• Task instructions
Skip every picture, and output exactly the lines starting at the one with "For the benchmark, mark every instance of the serrated" and running through the last line of the material below.

===

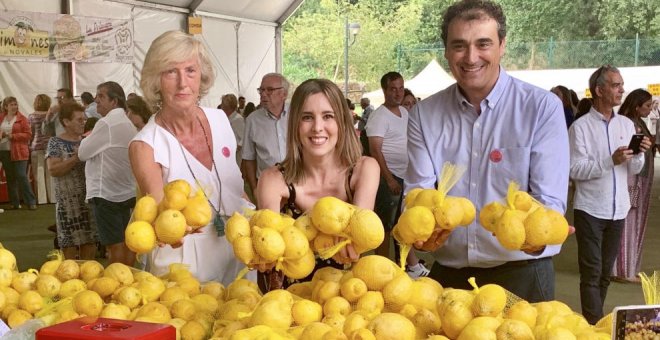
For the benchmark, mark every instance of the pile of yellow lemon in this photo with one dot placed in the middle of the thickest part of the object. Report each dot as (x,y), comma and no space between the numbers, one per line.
(523,223)
(167,222)
(373,300)
(268,237)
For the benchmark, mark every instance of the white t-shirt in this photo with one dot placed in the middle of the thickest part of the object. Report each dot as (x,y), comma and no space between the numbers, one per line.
(107,169)
(383,123)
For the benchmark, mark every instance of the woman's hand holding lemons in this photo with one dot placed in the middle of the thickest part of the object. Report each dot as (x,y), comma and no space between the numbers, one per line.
(177,215)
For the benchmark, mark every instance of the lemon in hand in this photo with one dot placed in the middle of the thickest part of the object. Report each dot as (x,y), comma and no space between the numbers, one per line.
(330,215)
(140,237)
(170,226)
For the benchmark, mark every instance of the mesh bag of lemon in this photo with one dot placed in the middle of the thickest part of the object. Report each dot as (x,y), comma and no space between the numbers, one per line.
(429,209)
(269,237)
(167,221)
(523,223)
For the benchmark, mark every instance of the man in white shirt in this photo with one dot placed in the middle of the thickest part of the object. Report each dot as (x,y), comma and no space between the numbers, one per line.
(110,183)
(387,132)
(229,105)
(264,142)
(600,165)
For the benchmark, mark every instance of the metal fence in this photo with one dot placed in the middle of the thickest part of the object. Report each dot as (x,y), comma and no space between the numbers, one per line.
(548,54)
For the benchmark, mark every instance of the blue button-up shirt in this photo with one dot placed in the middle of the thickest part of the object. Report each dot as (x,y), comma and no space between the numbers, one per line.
(520,135)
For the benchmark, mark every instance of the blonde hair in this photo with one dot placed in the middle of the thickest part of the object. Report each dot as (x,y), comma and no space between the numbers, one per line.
(348,146)
(168,49)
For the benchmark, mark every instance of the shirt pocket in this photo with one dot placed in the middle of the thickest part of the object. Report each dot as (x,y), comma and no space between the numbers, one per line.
(513,165)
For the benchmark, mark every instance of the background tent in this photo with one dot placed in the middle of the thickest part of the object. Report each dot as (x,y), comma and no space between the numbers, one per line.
(430,80)
(244,38)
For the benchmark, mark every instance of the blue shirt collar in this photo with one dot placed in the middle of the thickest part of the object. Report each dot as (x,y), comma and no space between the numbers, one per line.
(495,94)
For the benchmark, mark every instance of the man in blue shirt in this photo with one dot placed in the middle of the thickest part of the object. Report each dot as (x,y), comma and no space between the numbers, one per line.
(501,129)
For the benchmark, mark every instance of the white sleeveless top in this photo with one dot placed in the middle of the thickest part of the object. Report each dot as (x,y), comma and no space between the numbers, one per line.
(209,257)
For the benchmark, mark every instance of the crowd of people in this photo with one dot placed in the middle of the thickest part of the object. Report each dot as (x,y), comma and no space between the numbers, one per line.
(290,155)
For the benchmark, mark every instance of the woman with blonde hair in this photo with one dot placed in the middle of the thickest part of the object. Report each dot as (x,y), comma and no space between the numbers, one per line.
(324,158)
(186,141)
(15,135)
(38,149)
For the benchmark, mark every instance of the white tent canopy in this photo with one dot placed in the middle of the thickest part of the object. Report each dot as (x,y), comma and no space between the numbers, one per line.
(244,38)
(430,80)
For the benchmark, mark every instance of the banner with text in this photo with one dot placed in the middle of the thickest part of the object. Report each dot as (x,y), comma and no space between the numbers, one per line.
(61,37)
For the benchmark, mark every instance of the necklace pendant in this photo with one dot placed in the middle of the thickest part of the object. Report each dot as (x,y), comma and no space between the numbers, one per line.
(219,223)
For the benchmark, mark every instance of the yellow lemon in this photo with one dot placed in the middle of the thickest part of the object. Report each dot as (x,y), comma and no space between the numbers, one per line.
(70,288)
(330,215)
(415,224)
(243,249)
(490,214)
(104,286)
(376,271)
(7,259)
(510,229)
(174,199)
(140,237)
(301,267)
(337,305)
(365,229)
(90,270)
(18,317)
(469,211)
(396,293)
(449,213)
(115,311)
(180,185)
(130,297)
(304,223)
(237,225)
(353,289)
(306,311)
(170,226)
(184,309)
(522,200)
(409,200)
(392,326)
(296,243)
(30,301)
(120,272)
(146,209)
(22,282)
(524,312)
(88,302)
(197,211)
(559,227)
(68,270)
(7,275)
(48,285)
(268,243)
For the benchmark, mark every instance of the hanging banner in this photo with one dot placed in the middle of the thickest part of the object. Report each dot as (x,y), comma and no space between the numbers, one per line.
(61,37)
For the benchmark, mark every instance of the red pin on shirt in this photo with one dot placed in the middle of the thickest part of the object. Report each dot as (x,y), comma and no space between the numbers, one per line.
(495,156)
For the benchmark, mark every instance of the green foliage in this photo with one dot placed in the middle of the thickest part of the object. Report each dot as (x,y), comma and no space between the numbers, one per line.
(404,35)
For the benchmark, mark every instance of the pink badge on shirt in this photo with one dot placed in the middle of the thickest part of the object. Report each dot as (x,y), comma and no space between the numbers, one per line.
(495,156)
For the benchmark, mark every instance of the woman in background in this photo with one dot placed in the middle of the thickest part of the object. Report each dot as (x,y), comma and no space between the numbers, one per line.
(138,111)
(15,135)
(38,145)
(324,158)
(628,264)
(76,230)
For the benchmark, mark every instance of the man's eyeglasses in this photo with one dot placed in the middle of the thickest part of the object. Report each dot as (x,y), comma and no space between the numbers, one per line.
(268,90)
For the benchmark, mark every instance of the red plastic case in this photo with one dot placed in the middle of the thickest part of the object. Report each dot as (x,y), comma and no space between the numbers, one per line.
(102,328)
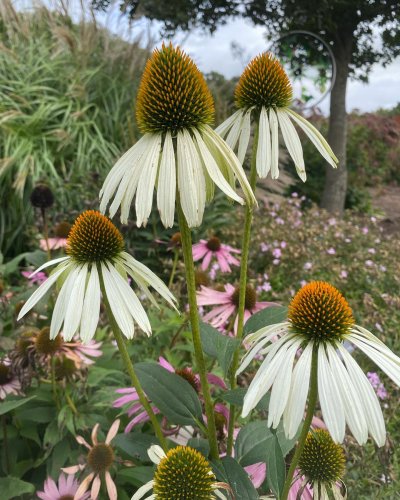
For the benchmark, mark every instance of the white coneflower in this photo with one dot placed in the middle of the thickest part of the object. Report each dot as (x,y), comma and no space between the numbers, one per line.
(264,94)
(322,464)
(96,253)
(320,320)
(179,149)
(181,473)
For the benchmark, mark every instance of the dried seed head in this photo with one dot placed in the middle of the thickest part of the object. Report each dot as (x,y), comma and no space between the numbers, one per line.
(94,238)
(183,474)
(264,83)
(173,94)
(319,312)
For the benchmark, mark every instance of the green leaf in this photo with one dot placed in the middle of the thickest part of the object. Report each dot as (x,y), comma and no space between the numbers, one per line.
(173,395)
(11,405)
(265,317)
(200,445)
(236,397)
(276,469)
(251,444)
(229,471)
(135,444)
(12,487)
(218,346)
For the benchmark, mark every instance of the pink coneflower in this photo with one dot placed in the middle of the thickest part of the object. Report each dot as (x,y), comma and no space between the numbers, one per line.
(38,278)
(99,459)
(131,397)
(227,303)
(9,383)
(66,489)
(206,250)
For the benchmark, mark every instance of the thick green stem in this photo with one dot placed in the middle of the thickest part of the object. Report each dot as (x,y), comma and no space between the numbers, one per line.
(242,290)
(130,369)
(174,264)
(312,402)
(194,320)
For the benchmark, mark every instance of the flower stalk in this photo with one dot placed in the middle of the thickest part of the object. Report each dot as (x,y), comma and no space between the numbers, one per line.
(312,402)
(129,367)
(242,289)
(195,324)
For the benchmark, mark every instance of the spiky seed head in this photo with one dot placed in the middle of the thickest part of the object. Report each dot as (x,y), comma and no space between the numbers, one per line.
(42,196)
(173,94)
(319,312)
(189,376)
(183,474)
(62,229)
(250,299)
(322,459)
(214,244)
(5,373)
(46,346)
(264,83)
(100,457)
(94,238)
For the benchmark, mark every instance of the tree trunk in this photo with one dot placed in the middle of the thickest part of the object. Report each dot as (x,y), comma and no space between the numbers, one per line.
(334,195)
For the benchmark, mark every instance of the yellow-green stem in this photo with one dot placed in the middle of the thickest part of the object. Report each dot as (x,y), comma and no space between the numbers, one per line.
(194,320)
(312,402)
(174,264)
(130,369)
(242,290)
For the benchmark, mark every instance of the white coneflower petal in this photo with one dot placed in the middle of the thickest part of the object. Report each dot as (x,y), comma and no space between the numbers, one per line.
(263,155)
(315,137)
(330,398)
(213,171)
(273,122)
(117,304)
(73,312)
(91,307)
(166,188)
(353,409)
(294,410)
(281,387)
(244,136)
(40,292)
(369,399)
(292,141)
(145,188)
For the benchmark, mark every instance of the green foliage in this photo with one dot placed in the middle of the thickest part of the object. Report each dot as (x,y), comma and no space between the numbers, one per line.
(66,111)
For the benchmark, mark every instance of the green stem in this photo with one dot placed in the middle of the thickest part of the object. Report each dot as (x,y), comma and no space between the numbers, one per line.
(244,260)
(194,320)
(174,264)
(129,367)
(312,402)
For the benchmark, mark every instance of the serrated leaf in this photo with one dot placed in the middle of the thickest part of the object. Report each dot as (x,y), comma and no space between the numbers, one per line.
(173,396)
(276,469)
(265,317)
(11,405)
(12,487)
(218,346)
(229,471)
(135,444)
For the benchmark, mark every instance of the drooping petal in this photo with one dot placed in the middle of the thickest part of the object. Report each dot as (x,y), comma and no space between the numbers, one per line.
(145,189)
(40,292)
(292,141)
(330,398)
(263,155)
(295,407)
(166,186)
(91,307)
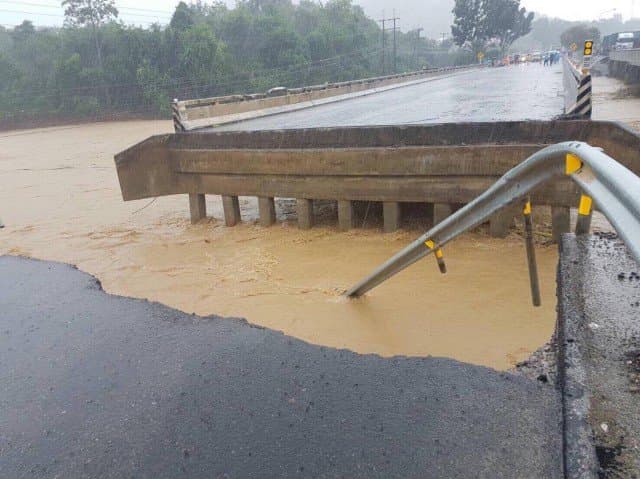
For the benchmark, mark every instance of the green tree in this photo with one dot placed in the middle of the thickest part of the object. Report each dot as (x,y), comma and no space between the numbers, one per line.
(182,18)
(91,13)
(469,27)
(506,21)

===

• Complete response
For the benchmark, mark every instance of the serrated leaf in this photo with one dot placed in the middle of the thickest part of the object. Report each dot as (x,y), comma and no space between the numbers, one per line.
(173,396)
(276,469)
(265,317)
(11,405)
(12,487)
(218,346)
(229,471)
(135,444)
For the benchmark, mark every instance of the drooping petal in this photo with one dot placed in the middle of the thickest part of the object. Report each dot as (x,y), comma and no space between the numbers, one per line.
(145,189)
(40,292)
(292,141)
(330,398)
(263,155)
(295,407)
(166,186)
(91,307)
For the benchmark, mark every instance of the green tree in this photo with one dot placed in the middle of the thickest part of the object. Report each dot as (x,y), comma and no space between the numbers, one per line.
(182,18)
(91,13)
(469,27)
(506,21)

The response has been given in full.